Given exercise A: Echo the passage about Montero word for word, from "Montero is a" up to and including "accolades just yet.".

Given text:

At the same time, you also can’t forget that PEDs or not, Montero was considered the top catching prospect in all of baseball when the Mariners acquired him from the New York Yankees in a trade that sent pitcher Michael Pineda to the Bronx.
Montero is a guy with big time power potential. He’s a switch hitter who hits lefties particularly well, which is something the Mariners do not have in abundance and desperately crave.
Unfortunately, for Seattle, Montero has other issues too. When he reported to spring training in March it was clear he did not use his suspension time and offseason time very wisely. He showed up in Peoria around 40 pounds overweight.
That’s a lot for a guy who wasn’t exactly small to begin with.
One would think that a young player who made a mistake like Montero did would spend his suspension and offseason more wisely than sitting at all-you-can-eat buffets. I guess we can’t put “maturity” on this young man’s list of accolades just yet.
To his credit, Montero has lost a good portion of that weight since spring training. He started the 2014 season in AAA.

Given exercise B: How many lines in the rows below contain the string "clouds"? Reply with the number alone.

Recorded information:

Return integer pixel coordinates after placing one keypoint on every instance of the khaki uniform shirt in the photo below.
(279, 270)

--

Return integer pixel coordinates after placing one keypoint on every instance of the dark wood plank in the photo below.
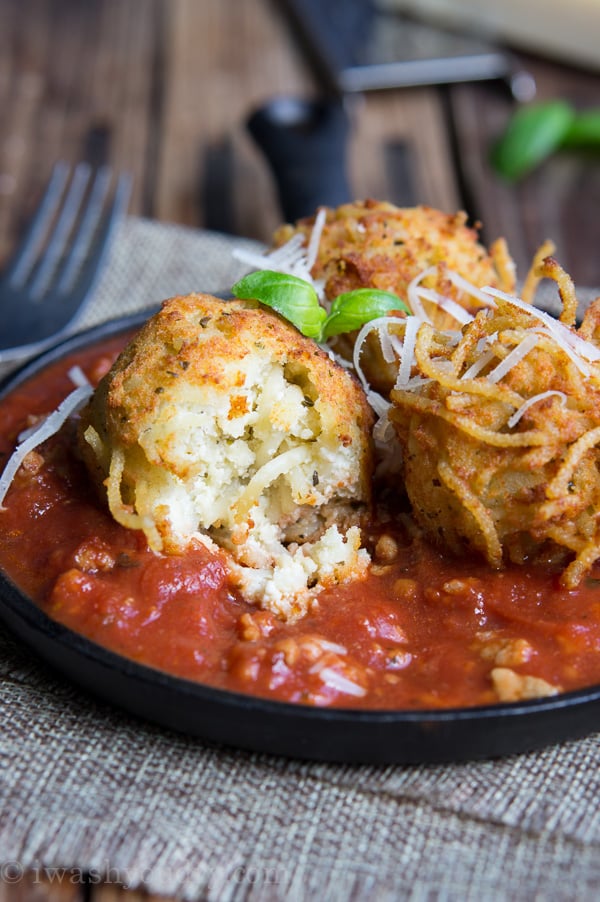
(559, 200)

* * *

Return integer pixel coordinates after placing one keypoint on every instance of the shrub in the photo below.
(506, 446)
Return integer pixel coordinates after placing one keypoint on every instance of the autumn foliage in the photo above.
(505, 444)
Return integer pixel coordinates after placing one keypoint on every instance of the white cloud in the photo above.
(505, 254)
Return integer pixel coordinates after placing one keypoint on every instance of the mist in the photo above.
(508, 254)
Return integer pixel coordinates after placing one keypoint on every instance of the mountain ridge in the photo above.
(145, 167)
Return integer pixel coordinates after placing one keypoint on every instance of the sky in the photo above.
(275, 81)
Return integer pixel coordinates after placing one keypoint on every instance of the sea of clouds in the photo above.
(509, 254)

Right answer A:
Montero is a guy with big time power potential. He’s a switch hitter who hits lefties particularly well, which is something the Mariners do not have in abundance and desperately crave.
Unfortunately, for Seattle, Montero has other issues too. When he reported to spring training in March it was clear he did not use his suspension time and offseason time very wisely. He showed up in Peoria around 40 pounds overweight.
That’s a lot for a guy who wasn’t exactly small to begin with.
One would think that a young player who made a mistake like Montero did would spend his suspension and offseason more wisely than sitting at all-you-can-eat buffets. I guess we can’t put “maturity” on this young man’s list of accolades just yet.

Right answer B: 1